Natural language region descriptions:
══════════════════════════════
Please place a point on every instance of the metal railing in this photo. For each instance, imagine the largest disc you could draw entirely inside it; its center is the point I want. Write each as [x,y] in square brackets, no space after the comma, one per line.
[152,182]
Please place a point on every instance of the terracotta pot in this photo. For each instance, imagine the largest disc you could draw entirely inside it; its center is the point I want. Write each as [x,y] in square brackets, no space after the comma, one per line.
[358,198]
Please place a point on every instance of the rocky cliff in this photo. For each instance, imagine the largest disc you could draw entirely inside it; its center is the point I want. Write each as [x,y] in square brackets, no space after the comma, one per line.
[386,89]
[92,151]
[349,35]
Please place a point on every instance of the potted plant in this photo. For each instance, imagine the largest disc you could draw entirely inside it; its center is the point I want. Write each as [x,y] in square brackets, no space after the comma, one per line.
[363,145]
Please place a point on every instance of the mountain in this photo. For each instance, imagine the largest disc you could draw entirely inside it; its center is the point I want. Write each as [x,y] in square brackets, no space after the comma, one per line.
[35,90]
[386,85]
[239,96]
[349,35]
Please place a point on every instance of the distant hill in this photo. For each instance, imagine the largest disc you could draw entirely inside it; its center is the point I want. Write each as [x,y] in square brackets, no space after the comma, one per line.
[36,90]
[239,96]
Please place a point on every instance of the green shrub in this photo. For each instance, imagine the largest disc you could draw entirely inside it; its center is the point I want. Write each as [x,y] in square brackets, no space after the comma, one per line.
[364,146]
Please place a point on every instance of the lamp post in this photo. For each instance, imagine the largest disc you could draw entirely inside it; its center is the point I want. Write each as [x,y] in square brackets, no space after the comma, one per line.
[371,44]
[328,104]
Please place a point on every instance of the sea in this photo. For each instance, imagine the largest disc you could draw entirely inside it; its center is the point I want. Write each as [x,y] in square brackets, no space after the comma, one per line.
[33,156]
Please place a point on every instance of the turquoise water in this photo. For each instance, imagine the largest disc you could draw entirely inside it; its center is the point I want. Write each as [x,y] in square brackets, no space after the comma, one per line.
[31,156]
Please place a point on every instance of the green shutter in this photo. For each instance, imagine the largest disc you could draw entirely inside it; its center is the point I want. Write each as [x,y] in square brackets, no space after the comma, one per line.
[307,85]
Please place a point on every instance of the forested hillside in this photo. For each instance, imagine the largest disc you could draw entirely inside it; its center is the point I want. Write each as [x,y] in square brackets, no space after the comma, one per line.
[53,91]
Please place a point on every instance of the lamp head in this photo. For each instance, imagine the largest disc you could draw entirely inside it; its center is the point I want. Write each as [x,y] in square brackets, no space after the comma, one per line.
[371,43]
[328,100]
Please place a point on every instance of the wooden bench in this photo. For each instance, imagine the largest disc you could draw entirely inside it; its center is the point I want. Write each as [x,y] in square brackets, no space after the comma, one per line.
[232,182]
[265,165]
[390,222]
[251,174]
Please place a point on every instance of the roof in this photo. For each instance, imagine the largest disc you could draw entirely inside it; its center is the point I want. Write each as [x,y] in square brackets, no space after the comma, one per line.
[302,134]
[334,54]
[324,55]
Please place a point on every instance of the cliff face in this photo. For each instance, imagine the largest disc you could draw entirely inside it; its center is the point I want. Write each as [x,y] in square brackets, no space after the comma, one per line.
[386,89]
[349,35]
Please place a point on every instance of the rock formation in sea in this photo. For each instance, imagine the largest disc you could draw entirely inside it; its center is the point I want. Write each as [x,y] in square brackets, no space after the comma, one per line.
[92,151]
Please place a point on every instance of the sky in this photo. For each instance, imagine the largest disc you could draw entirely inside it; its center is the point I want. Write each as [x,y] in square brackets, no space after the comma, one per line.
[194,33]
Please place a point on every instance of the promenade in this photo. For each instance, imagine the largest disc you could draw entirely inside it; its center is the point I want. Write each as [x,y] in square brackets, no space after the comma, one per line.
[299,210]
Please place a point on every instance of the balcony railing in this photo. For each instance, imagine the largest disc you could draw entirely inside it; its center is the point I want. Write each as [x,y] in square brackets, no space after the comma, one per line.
══════════════════════════════
HOW TO COMPLETE THIS TASK: Copy, exactly and with nothing added, the lines from the one containing "Please place a point on every instance of the rock formation" through the end of the records.

RESPONSE TO THIS EXERCISE:
Please place a point on every instance of the rock formation in sea in this photo. For each instance, imagine the largest disc you could draw entirely inside it; its center is the point I want. Write each as [x,y] in square brackets, no space after the comma, one per line.
[92,151]
Please place a point on every instance of the sky in this photo. For each instance, imagine the largest disc you could draw entirely inside it; its center is the point I want. Write each as [x,y] in square brackets, no space after the comma, one per line.
[194,33]
Please place a point on every instance of the promenade in this photo. For each instance, imagine the largest disc you could draw entirely inside it; its center is the point I want. Write each as [x,y] in square brackets, no space after the comma, one per line.
[299,210]
Please place a point on every instance of the balcony railing in this photo. For each instance, imagine the largest disc you could draw entirely inside it; its center is the point I want. Write each as [x,y] in square brackets, no space after the comma, one per line.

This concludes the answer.